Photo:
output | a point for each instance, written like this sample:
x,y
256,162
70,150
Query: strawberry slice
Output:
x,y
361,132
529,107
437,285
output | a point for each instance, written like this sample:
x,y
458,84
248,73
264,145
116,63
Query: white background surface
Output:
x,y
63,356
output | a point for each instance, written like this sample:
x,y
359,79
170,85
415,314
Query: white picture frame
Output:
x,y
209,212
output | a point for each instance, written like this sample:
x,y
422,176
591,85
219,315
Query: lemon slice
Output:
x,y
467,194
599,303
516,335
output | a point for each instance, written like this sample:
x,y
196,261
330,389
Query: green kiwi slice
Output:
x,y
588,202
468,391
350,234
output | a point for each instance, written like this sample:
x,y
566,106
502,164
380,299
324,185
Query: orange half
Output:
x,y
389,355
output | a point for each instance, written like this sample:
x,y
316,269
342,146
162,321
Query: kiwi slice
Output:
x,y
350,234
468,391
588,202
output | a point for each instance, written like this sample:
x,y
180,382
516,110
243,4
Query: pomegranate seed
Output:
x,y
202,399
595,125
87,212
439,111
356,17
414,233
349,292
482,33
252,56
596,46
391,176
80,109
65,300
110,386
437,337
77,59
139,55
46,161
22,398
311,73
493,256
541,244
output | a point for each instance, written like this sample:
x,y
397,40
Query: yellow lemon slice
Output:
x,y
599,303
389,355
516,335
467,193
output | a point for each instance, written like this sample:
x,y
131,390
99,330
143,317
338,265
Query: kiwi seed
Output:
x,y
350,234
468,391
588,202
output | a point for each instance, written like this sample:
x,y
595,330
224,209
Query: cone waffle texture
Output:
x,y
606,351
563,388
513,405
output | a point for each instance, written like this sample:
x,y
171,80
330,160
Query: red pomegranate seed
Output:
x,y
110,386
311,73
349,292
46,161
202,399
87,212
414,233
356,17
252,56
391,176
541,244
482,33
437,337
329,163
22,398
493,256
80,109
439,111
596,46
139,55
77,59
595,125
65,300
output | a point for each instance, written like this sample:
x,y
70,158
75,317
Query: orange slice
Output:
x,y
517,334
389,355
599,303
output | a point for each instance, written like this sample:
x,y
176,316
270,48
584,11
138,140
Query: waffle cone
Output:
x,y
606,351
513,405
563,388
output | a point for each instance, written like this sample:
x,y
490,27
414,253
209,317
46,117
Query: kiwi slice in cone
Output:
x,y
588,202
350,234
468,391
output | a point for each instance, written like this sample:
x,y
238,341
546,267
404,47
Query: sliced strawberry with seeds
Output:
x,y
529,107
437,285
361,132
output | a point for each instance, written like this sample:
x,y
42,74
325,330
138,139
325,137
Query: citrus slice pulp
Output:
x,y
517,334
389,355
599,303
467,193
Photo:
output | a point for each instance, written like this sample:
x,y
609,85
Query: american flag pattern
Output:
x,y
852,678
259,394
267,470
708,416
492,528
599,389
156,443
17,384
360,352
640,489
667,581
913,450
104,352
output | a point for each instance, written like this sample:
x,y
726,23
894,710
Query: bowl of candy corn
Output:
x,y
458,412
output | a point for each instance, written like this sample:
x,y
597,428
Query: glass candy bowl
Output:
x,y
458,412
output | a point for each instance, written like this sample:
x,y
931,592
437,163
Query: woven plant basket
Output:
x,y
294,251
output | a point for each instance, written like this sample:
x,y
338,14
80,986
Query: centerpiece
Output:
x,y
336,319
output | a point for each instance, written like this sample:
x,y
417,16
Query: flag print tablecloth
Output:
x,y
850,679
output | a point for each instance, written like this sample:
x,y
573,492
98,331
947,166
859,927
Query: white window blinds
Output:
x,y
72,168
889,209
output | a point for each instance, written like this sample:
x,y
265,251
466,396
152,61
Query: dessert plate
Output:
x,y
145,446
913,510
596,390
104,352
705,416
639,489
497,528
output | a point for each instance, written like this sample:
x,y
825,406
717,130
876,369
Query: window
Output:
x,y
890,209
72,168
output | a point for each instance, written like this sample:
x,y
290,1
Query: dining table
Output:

-*-*-

• **What you need to do**: Copy out every line of the material above that contains the string "kiwi".

• **Solution**:
Query: green kiwi slice
Query: kiwi slice
Query: kiwi seed
Query: kiwi slice in cone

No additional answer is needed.